- [Task directions] Your answer must be an exact copy of the data below.

Provided data: Begin

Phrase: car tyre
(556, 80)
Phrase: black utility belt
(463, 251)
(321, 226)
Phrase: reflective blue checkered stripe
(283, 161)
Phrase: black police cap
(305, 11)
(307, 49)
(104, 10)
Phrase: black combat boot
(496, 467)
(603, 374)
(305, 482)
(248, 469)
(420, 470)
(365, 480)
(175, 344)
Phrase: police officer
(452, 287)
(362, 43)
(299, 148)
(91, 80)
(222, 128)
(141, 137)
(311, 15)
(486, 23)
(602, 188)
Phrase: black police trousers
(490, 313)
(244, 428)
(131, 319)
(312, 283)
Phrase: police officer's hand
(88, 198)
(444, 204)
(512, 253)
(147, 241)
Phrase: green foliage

Provided data: End

- [Answer box]
Phrase: car tyre
(556, 80)
Phrase: black utility belt
(463, 251)
(321, 226)
Phrase: reflective blue checkered stripe
(283, 161)
Phrase: black police cap
(305, 11)
(307, 49)
(104, 10)
Phrase: black combat boot
(496, 467)
(603, 374)
(305, 482)
(248, 469)
(420, 470)
(365, 480)
(175, 344)
Phrase: police officer
(452, 287)
(362, 43)
(299, 148)
(91, 80)
(222, 128)
(141, 137)
(311, 15)
(486, 23)
(602, 188)
Phrase: black police trousers
(490, 313)
(244, 428)
(131, 319)
(312, 283)
Phrase: police officer's hand
(88, 198)
(444, 204)
(512, 253)
(147, 241)
Phrase: green foliage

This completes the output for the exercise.